Reproduce every line of the data, starting with the line that contains "Put one marker on each instance of the window" and going on through the end of the data. Raise each coordinate after "Output:" by 50 and leave all other numbers unchanged.

[Records]
------------
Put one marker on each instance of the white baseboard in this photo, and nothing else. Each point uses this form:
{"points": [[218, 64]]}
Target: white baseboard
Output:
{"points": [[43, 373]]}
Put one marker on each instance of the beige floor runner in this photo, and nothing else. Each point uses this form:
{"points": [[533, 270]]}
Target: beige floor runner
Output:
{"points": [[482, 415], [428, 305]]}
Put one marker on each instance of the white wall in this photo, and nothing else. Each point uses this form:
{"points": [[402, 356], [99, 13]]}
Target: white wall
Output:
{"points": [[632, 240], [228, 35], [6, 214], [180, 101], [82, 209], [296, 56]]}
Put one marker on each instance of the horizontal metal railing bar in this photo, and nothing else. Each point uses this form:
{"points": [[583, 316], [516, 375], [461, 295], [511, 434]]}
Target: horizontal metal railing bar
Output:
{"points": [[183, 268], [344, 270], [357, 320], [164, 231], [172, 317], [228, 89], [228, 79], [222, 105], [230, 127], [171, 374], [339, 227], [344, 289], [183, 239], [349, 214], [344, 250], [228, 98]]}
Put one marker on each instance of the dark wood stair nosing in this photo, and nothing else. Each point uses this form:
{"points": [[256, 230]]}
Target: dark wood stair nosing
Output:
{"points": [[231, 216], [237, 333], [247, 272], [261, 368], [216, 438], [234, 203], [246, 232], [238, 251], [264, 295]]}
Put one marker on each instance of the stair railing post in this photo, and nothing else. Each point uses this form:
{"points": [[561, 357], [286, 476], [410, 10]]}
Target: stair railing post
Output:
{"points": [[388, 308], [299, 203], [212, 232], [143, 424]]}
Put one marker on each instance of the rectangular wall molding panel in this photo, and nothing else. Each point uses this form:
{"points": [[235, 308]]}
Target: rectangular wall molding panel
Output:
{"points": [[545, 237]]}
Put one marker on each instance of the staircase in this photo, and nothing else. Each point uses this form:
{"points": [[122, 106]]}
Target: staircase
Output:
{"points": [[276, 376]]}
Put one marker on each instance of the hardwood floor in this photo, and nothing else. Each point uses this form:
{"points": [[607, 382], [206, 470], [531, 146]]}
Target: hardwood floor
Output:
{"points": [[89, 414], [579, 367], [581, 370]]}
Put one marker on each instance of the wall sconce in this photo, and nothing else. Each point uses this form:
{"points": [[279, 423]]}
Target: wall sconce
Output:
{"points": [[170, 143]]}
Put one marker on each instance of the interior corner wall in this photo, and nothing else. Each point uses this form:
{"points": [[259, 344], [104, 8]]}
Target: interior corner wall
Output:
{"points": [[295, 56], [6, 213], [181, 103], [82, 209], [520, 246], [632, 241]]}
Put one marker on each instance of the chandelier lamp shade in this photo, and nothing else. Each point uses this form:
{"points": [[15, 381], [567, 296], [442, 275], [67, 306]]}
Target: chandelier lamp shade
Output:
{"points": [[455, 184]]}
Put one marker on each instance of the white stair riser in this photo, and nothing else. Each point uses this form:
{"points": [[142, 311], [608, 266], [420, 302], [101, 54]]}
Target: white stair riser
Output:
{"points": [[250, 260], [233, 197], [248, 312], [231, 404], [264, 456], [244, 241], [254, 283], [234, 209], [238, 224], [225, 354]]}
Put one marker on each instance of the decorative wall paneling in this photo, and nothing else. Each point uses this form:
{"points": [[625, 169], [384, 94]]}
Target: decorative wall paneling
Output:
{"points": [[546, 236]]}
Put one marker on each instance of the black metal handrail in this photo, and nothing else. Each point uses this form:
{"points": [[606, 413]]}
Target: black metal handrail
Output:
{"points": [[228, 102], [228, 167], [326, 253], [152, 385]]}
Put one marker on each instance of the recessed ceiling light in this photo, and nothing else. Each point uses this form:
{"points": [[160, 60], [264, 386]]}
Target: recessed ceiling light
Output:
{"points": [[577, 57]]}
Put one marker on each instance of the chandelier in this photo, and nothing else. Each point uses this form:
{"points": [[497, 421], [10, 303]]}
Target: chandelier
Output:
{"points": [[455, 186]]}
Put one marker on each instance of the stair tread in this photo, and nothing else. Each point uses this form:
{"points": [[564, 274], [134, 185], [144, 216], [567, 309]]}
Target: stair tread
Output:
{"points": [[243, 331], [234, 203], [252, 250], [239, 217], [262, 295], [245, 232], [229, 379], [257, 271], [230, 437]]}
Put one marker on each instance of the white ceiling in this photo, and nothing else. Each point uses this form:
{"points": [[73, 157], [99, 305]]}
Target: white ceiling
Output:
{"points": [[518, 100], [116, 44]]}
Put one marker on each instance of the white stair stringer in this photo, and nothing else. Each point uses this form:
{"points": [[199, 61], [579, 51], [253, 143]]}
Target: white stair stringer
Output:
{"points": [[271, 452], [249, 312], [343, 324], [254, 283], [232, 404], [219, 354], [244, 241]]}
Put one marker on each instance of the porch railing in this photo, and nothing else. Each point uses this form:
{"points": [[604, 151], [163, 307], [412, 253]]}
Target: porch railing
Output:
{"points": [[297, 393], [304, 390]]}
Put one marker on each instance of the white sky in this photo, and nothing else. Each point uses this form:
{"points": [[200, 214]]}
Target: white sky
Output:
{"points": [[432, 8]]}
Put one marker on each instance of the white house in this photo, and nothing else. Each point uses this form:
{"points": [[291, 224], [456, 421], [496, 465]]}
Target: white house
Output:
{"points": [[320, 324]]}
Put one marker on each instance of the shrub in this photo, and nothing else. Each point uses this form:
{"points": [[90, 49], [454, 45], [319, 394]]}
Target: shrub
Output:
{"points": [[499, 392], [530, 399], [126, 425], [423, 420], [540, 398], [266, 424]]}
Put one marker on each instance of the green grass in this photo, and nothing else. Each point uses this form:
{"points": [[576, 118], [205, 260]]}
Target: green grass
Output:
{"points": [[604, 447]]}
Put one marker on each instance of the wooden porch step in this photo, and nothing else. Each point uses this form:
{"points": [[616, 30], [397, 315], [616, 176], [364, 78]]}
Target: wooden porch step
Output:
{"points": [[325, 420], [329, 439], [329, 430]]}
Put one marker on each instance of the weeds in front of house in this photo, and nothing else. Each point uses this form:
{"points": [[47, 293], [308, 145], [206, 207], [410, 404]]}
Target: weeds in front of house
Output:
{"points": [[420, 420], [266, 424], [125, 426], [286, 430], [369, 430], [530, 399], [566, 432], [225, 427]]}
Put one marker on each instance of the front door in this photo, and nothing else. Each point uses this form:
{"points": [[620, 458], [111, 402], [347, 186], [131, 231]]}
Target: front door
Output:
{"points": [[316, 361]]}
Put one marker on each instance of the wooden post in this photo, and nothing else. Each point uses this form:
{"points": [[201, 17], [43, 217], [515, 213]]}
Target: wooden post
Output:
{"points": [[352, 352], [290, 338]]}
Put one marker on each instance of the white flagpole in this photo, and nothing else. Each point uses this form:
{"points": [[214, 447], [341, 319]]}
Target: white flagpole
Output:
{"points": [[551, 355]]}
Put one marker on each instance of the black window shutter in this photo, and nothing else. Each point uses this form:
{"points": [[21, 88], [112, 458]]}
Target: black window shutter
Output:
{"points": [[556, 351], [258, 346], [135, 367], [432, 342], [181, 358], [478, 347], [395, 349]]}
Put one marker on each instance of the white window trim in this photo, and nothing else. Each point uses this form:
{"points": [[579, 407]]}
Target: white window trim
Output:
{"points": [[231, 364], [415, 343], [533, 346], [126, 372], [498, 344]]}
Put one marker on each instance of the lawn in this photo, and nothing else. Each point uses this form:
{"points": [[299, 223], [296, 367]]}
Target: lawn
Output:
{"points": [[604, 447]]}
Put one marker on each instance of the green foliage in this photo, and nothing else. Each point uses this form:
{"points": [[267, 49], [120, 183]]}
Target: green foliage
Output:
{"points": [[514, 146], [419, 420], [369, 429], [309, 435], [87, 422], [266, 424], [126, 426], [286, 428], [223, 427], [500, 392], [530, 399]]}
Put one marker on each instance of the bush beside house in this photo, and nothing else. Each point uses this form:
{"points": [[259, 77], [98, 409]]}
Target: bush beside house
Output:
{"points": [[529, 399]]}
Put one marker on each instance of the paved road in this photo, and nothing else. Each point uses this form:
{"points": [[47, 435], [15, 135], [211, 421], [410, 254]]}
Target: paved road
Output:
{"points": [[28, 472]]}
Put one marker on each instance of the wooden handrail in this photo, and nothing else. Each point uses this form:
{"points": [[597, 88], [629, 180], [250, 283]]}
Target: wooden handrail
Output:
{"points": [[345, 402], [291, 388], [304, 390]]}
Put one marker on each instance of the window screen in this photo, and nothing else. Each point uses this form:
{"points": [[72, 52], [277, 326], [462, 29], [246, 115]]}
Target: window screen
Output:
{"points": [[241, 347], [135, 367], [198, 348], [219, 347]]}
------------
- _COMPLETE RESPONSE_
Put one marker on each instance of the window screen in this photo, and nothing else. Each point uses this form:
{"points": [[72, 52], [277, 326], [462, 29], [246, 115]]}
Target: window screen
Output:
{"points": [[291, 397], [185, 417], [248, 398], [269, 397]]}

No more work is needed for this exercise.